## INPUT RECORDS:
# # # #
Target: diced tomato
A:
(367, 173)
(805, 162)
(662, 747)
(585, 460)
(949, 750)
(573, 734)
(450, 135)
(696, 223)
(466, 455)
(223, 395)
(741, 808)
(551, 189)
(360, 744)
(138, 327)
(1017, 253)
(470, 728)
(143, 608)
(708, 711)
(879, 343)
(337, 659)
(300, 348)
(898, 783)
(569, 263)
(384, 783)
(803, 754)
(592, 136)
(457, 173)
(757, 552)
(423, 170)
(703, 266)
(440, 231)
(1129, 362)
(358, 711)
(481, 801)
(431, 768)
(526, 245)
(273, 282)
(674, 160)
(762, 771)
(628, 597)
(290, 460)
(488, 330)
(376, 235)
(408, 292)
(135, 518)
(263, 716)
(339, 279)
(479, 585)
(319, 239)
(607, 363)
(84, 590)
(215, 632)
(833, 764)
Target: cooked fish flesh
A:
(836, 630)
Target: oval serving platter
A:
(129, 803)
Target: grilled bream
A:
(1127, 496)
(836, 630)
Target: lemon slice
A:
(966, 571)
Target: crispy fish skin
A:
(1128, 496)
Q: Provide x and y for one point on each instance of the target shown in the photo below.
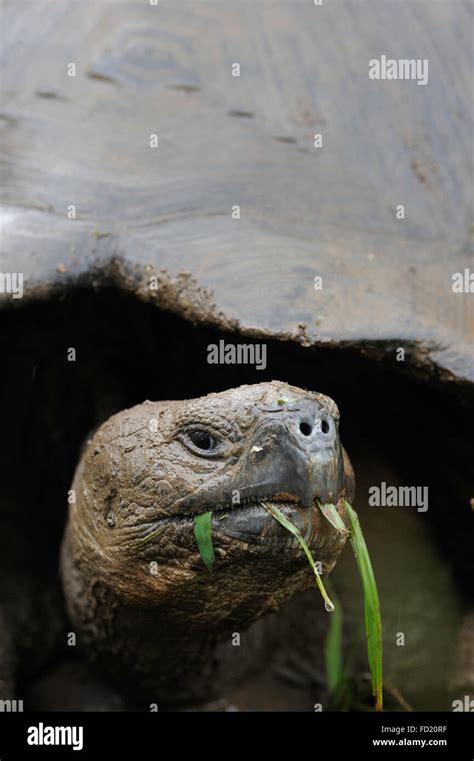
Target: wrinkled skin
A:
(143, 604)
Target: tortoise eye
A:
(202, 440)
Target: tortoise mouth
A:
(253, 524)
(250, 522)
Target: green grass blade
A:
(373, 624)
(203, 536)
(283, 520)
(333, 651)
(330, 513)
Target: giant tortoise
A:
(178, 179)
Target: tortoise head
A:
(149, 471)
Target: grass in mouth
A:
(203, 536)
(373, 624)
(283, 520)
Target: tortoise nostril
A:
(305, 429)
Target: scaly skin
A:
(144, 606)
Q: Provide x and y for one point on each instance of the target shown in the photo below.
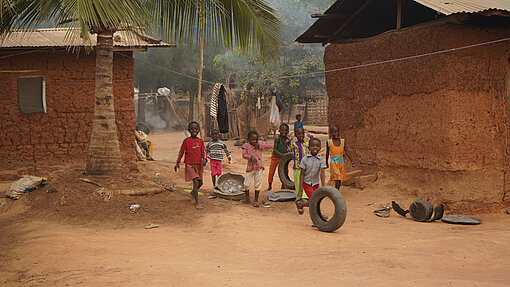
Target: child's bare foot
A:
(299, 206)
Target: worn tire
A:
(421, 210)
(338, 218)
(283, 171)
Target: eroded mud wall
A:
(62, 133)
(438, 123)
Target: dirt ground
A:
(79, 236)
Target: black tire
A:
(283, 171)
(338, 218)
(421, 210)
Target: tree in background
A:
(219, 63)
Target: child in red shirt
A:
(194, 149)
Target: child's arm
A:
(323, 173)
(327, 155)
(323, 177)
(287, 144)
(227, 152)
(181, 153)
(301, 179)
(246, 155)
(275, 145)
(204, 153)
(349, 155)
(264, 145)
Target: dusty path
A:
(246, 246)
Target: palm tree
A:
(175, 19)
(248, 25)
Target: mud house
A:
(48, 92)
(415, 107)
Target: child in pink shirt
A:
(252, 151)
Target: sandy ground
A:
(232, 244)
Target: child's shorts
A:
(309, 189)
(215, 167)
(192, 171)
(256, 177)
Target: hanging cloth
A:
(222, 110)
(274, 118)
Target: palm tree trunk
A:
(201, 117)
(104, 153)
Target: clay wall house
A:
(47, 95)
(439, 123)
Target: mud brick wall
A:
(439, 123)
(62, 133)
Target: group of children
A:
(308, 166)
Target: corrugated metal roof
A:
(448, 7)
(65, 37)
(380, 16)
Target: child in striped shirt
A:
(215, 149)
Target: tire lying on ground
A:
(283, 170)
(338, 218)
(421, 210)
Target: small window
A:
(31, 95)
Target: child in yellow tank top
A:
(335, 148)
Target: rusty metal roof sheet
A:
(448, 7)
(356, 19)
(65, 37)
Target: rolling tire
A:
(283, 171)
(338, 218)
# # # #
## EXERCISE DESCRIPTION:
Copy every line of the data above in which the string "house" appears.

## RESPONSE TO THE TASK:
Target: mud house
Target: clay wall house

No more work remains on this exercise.